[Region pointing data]
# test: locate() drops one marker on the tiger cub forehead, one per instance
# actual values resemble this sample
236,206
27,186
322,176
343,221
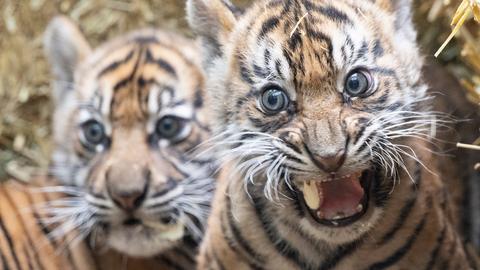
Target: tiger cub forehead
309,45
145,73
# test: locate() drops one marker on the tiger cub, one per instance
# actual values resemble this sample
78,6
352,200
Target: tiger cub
324,130
127,118
27,243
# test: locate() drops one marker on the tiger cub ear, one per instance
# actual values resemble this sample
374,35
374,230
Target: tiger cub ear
212,21
402,10
65,47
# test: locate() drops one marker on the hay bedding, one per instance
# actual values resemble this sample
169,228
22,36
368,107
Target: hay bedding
25,106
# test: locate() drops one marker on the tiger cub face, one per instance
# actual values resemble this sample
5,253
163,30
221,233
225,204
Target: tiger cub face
320,94
128,115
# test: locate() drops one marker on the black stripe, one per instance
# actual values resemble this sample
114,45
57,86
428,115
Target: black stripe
28,257
399,253
218,261
378,48
116,64
330,12
407,208
278,68
122,83
268,26
438,246
11,248
161,63
244,72
401,219
170,263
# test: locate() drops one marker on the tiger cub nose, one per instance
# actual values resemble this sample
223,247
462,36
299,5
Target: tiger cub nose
128,200
330,162
127,190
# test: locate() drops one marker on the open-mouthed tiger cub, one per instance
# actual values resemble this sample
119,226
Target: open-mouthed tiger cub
324,130
27,234
127,117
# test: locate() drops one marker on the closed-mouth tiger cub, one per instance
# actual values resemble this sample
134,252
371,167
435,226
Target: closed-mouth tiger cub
127,118
322,122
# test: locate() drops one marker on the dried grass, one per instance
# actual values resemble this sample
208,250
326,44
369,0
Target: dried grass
25,106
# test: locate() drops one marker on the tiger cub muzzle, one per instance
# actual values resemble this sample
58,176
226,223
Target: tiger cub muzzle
337,194
336,200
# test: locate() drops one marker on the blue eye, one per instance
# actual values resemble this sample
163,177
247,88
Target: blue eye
274,100
168,127
93,132
358,83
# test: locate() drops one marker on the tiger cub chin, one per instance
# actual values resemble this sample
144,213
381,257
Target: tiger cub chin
324,130
127,118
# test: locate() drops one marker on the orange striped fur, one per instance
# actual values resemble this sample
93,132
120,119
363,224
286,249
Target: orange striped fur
311,93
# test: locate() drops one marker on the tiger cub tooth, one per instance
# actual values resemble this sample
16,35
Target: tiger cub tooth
311,194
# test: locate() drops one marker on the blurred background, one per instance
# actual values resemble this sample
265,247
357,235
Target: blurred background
25,106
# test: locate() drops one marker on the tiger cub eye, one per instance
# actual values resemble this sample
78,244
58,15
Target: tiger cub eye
274,100
358,83
168,127
93,132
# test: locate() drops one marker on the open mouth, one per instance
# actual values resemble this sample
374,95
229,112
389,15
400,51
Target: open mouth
337,200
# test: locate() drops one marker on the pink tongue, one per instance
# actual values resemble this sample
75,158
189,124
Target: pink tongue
341,197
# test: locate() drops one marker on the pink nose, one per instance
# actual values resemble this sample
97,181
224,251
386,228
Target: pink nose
330,163
128,201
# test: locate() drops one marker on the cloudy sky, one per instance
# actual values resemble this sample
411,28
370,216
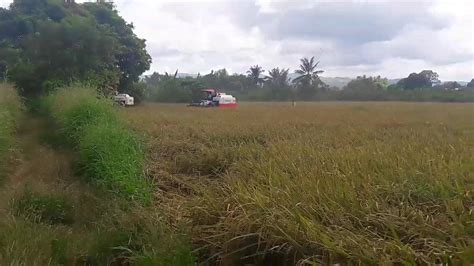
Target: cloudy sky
350,38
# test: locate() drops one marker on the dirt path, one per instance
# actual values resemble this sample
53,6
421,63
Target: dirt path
37,165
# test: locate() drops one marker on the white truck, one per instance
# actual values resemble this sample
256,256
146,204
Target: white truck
124,99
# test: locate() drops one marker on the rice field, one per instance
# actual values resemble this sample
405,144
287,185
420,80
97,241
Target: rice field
324,183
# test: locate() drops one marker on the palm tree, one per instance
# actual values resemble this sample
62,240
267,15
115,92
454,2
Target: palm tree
278,77
307,71
254,73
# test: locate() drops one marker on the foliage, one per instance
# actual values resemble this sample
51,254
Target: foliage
254,73
47,44
470,84
10,108
109,155
365,88
424,79
113,158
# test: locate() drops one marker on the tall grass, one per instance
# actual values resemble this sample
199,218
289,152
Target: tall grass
109,155
10,108
370,183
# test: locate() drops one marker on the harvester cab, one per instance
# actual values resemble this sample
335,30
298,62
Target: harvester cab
213,98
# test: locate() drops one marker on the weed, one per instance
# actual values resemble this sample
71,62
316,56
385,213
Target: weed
109,155
44,208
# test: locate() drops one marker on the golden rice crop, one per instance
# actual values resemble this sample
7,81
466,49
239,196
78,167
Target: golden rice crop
319,182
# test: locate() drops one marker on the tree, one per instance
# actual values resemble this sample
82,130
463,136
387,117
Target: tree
308,82
277,83
365,88
49,43
308,73
277,77
254,73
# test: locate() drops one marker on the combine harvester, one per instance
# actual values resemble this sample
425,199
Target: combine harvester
216,99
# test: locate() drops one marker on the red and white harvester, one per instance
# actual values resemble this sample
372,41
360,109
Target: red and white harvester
213,98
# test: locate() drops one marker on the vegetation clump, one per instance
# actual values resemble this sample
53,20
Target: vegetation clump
10,108
44,208
109,155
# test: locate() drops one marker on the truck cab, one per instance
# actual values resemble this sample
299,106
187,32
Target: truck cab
124,99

§ **WHAT YOU WILL DO**
Return every record above exactly as written, but drop the pictures.

§ **ANSWER SECTION**
# test: locate() drops one marker on the tiger cub forehead, one per instance
# actual values resemble this sample
236,206
27,186
322,176
343,221
Target: tiger cub forehead
309,45
145,73
# test: locate() drops one marker on the tiger cub, one per instance
# actual values resemble this sample
78,6
352,200
Target: tiger cub
324,130
127,118
27,243
# test: locate() drops one marker on the tiger cub ear, one per instance
# actual values resemble this sample
374,35
374,230
Target: tiger cub ear
212,21
402,10
65,47
# test: locate() drops one marker on the hay bedding, one per instance
# actual values resemble this sample
169,228
22,36
368,107
Target: hay bedding
25,106
# test: locate() drops one marker on the tiger cub face, one per instance
# actual values resemble this sample
5,253
163,30
221,233
225,204
Target: tiger cub face
320,94
128,115
# test: locate() drops one marker on the black stripe, one per instance
# actual values resemble this sample
114,45
57,86
428,115
Target: black stripe
28,257
399,253
218,261
378,48
116,64
330,12
407,208
278,68
122,83
268,26
438,246
11,248
161,63
244,72
401,219
170,263
# test: locate() drops one marker on the tiger cub nose, one per instance
# actual values resemble this sample
223,247
462,36
299,5
Target: tiger cub nose
128,200
330,162
127,190
# test: locate() drops one marker on the open-mouthed tiger cub, one per instance
# actual values resemble this sample
119,226
Target: open-mouthed tiger cub
324,130
27,234
127,117
# test: locate() drops one marker on the closed-mouth tiger cub, one per instance
# actual values resemble this sample
134,252
371,167
435,226
Target: closed-mouth tiger cub
127,118
322,122
# test: locate() drops one marker on the dried grass, one per instance
# actual values resemble this sample
208,250
326,44
369,0
Target: dried grass
25,106
# test: locate() drops one marker on the tiger cub muzzle, one per instance
# actual values resemble this sample
58,176
226,223
Target: tiger cub muzzle
337,194
336,200
# test: locate() drops one marker on the blue eye, one per instance
# actual values resemble this sample
163,177
247,88
Target: blue eye
274,100
168,127
93,132
358,83
# test: locate() drops one marker on the tiger cub chin, one per instance
# actual values resemble this sample
144,213
381,257
Target: tiger cub chin
324,130
127,118
# test: locate() drops one marker on the orange striped fur, one per instance
# actual values resemble this sample
93,132
120,119
363,224
286,249
Target: orange striped fur
311,93
# test: locate() drops one marker on the tiger cub tooth, one per instance
# actual values resemble this sample
16,35
Target: tiger cub tooth
311,194
# test: locate() drops one marker on the blurred background, one per instance
# actual values resemble this sample
265,247
357,235
Target: blurred background
25,106
# test: locate() drops one marker on the tiger cub eye, one per instance
# actual values resemble this sample
78,244
58,15
Target: tiger cub eye
274,100
358,83
168,127
93,132
# test: locate() drops one marker on the open mouth, one per instance
# actual values resemble this sample
374,95
229,112
389,15
400,51
Target: open mouth
337,200
# test: locate() drops one marker on the pink tongue, one per instance
# actual values resemble this sample
75,158
189,124
Target: pink tongue
341,197
# test: locate() drops one marker on the pink nose, one per instance
# actual values resemble this sample
97,181
224,251
386,228
Target: pink nose
330,163
128,201
# test: locate() drops one marker on the cloudy sky, one per instance
# actual values resemble this sample
411,28
370,216
Target: cloudy sky
350,38
# test: locate() drops one marker on the dirt path, one per instance
# actual values resemble this sample
53,6
421,63
Target: dirt path
37,165
# test: locate() drops one marker on the white truck, one per instance
# actual values resemble this sample
256,256
146,204
Target: white truck
124,99
# test: locate() drops one marker on the rice field, one per instance
# actual values resemble this sample
405,144
287,185
420,80
97,241
Target: rice field
324,183
# test: locate() drops one marker on the palm tree, one per instance
# actual values resemble this sample
62,240
267,15
115,92
454,2
Target: palm tree
278,77
307,71
254,73
# test: locate() drops one marker on the foliage, one per instance
# actual values resemble this sample
51,254
Target: foliage
254,73
47,44
470,84
10,108
109,155
365,88
424,79
113,158
# test: locate() drops one marker on the tall grass, one per instance
# actual values resemble this sample
199,218
289,152
Target: tall grass
109,155
10,108
370,183
# test: locate() drops one marker on the harvester cab, one per instance
# actual values resemble this sample
335,30
298,62
Target: harvester cab
213,98
# test: locate() drops one marker on the weed, one per instance
# actual values resemble this sample
71,62
316,56
385,213
Target: weed
109,155
44,208
# test: locate() drops one marker on the golden rice crop, one per instance
# actual values resemble this sample
7,81
466,49
239,196
78,167
Target: golden rice crop
319,182
# test: locate() drops one marker on the tree, one per instance
# actual values resemble this sample
82,130
463,136
387,117
Target: tree
308,82
277,83
365,88
49,43
308,73
277,77
254,73
# test: locate() drops one marker on the combine harvester, one per instance
# actual values resemble this sample
425,199
Target: combine harvester
216,99
# test: locate() drops one marker on the red and white harvester, one per instance
# actual values resemble this sample
372,41
360,109
Target: red and white harvester
213,98
# test: locate() drops one marker on the vegetation clump, one per instance
# actual values resemble this sample
53,20
Target: vegetation clump
10,108
44,208
109,155
# test: locate() drops one marker on the truck cab, one per instance
# actual values resemble this sample
299,106
187,32
Target: truck cab
124,99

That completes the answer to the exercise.